## Written request
Write out the rows again, every line kept, starting with the line that contains "Drop one dot on each instance of the woman's right" and going on through the end of the rows. Shift each x and y coordinate in the answer points by -126.

## Provided data
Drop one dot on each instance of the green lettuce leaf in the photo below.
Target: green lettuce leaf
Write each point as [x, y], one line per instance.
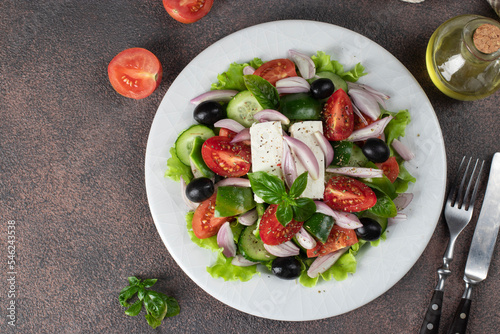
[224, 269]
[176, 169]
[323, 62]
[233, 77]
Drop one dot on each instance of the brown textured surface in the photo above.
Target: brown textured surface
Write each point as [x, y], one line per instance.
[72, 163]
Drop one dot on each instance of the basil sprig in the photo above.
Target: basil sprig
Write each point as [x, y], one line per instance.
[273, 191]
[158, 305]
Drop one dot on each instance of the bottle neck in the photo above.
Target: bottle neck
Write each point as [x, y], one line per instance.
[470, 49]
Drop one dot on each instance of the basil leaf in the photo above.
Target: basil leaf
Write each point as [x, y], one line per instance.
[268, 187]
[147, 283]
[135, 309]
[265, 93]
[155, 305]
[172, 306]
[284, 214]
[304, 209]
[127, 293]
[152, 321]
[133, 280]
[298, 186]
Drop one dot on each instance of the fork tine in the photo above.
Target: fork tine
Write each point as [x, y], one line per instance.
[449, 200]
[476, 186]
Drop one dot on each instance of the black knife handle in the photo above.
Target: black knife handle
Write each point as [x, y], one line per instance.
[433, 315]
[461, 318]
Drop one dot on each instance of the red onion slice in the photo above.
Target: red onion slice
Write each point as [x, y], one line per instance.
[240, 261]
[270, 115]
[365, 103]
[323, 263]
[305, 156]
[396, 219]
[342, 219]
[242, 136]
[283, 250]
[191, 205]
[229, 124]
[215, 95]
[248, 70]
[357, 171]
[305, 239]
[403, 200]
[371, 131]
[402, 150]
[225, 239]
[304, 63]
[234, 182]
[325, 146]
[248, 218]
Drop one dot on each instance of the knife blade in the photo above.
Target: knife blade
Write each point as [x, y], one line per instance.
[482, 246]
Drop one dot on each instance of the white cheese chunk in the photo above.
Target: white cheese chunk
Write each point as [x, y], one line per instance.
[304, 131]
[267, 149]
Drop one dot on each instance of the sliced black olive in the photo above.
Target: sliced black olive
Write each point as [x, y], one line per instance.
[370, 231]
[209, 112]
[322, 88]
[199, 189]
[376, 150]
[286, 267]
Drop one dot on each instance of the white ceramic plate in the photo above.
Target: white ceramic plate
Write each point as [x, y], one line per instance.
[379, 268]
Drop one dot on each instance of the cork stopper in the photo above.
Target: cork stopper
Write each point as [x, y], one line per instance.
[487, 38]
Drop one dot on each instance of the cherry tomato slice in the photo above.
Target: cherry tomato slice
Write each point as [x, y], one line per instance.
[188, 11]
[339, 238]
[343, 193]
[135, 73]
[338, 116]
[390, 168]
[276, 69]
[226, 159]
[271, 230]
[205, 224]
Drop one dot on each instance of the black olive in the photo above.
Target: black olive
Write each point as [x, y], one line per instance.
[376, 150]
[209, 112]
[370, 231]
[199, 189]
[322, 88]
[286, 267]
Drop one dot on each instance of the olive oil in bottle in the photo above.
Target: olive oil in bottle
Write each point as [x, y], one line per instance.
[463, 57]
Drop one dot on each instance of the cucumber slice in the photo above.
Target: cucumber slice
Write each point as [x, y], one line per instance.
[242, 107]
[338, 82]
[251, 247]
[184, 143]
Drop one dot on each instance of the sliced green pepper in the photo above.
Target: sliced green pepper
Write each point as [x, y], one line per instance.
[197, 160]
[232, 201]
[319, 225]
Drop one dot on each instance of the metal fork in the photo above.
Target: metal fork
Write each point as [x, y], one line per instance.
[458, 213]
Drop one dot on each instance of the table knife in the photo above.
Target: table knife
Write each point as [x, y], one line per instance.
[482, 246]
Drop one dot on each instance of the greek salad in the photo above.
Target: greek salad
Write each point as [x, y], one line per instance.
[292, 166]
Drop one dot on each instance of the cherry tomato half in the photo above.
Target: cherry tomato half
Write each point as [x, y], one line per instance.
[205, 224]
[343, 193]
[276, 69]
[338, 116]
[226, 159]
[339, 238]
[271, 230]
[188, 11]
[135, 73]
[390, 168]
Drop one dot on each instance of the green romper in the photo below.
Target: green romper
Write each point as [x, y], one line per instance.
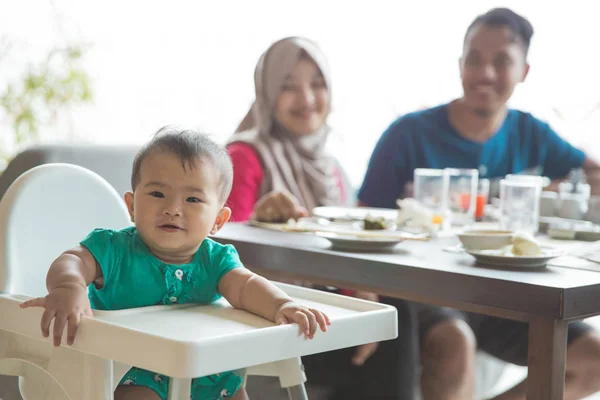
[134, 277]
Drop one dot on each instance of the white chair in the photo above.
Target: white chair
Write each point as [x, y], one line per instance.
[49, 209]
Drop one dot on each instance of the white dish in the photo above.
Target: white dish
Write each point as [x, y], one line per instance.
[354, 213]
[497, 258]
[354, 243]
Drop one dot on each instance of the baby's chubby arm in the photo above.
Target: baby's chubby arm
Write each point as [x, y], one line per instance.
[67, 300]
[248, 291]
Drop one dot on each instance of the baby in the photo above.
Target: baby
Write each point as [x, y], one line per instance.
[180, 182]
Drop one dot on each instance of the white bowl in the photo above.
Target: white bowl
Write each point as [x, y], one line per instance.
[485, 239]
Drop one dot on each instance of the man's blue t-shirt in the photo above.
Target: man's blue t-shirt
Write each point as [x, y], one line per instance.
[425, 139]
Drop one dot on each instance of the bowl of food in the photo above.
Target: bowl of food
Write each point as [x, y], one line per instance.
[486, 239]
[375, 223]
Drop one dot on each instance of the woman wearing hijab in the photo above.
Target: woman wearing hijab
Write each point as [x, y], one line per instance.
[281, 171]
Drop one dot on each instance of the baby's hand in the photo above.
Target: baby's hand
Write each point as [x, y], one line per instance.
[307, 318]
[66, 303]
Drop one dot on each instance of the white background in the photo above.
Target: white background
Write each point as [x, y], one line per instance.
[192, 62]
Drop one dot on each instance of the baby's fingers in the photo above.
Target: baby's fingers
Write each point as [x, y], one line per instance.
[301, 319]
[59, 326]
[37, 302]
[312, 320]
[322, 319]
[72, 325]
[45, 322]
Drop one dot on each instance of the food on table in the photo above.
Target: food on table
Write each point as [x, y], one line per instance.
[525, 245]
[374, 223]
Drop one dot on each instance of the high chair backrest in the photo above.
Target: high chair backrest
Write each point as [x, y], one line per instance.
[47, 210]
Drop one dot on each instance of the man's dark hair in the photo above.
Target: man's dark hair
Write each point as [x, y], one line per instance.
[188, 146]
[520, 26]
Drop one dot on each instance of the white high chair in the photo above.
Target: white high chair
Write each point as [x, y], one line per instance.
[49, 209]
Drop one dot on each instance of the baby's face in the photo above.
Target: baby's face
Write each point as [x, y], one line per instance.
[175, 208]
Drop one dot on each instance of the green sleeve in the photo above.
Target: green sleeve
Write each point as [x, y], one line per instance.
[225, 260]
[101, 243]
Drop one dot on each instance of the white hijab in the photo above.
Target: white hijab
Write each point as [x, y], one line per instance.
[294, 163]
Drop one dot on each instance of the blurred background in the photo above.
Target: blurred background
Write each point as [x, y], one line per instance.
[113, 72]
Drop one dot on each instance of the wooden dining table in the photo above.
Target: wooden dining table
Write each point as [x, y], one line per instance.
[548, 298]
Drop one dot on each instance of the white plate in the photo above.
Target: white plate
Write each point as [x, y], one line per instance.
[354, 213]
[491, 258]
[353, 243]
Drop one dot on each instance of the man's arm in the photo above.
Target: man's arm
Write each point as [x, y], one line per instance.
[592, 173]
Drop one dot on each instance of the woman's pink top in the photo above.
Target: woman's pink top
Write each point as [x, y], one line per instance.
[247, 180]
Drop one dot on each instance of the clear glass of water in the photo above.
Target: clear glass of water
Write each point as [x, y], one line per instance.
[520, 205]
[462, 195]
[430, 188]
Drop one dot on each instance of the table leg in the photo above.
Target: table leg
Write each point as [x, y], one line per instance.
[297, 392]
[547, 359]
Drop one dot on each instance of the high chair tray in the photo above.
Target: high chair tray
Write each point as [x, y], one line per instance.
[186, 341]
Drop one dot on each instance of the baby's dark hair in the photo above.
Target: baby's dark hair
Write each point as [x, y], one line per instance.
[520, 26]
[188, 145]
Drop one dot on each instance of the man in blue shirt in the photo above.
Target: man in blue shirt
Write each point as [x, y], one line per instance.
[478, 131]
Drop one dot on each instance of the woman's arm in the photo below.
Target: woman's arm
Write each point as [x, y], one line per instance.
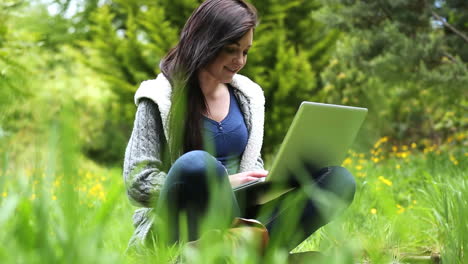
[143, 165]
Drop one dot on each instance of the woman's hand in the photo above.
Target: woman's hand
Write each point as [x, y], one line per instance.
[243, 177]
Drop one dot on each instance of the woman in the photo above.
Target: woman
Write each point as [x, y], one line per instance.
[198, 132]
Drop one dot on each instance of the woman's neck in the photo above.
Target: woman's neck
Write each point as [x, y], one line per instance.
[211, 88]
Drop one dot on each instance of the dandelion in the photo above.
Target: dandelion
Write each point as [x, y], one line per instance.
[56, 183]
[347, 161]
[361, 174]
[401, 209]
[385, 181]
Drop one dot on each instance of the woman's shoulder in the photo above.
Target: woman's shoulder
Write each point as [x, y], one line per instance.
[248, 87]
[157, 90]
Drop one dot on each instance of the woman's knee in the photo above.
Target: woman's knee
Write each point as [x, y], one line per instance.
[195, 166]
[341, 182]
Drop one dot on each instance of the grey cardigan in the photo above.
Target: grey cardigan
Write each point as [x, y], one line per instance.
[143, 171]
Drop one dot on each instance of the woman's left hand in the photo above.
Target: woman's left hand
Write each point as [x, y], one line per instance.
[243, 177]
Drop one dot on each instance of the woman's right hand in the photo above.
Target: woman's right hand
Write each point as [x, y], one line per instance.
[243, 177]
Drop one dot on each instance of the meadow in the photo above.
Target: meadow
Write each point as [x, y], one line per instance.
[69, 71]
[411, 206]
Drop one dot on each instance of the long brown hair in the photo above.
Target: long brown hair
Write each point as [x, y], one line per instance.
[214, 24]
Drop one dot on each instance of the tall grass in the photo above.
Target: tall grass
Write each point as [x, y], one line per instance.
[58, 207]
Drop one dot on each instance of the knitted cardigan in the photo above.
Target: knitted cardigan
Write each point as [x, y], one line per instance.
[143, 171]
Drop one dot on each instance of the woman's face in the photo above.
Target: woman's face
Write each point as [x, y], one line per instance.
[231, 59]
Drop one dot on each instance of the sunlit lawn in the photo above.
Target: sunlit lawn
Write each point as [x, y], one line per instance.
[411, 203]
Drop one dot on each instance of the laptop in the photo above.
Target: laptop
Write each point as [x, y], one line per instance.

## Written reply
Drop one dot on each instance of the woman's right hand in the photo above.
Target: woman's right hand
Write each point as [x, y], one line per instance.
[117, 51]
Drop one dot on each instance of the meadow in the photo above.
Target: meadow
Write each point as [x, y], one line per instance.
[-57, -55]
[285, 80]
Drop one dot on each instance of the long brown hair in the photo above.
Target: long brown hair
Write each point as [x, y], one line per instance.
[88, -102]
Drop one dot on each instance of the tall grass in the photo above.
Target: tall grass
Write each point as [x, y], one line per instance.
[-68, 81]
Drop one dot on each instance of the knitted cardigan in the photo above.
Target: knitted cardigan
Write each point as [x, y], one line per instance.
[17, 45]
Drop one dot on each instance of the woman's face in the photo above.
Target: woman's face
Write each point as [x, y], one line per instance.
[105, -67]
Drop one dot on each instance of the sunlit lawn in the photo above.
Target: sunlit lawn
Write each point as [x, y], one line per instance.
[285, 77]
Drop one dot on each instance of the laptop in the photo above.
Target: laptop
Write each point as [x, y], one line per instance.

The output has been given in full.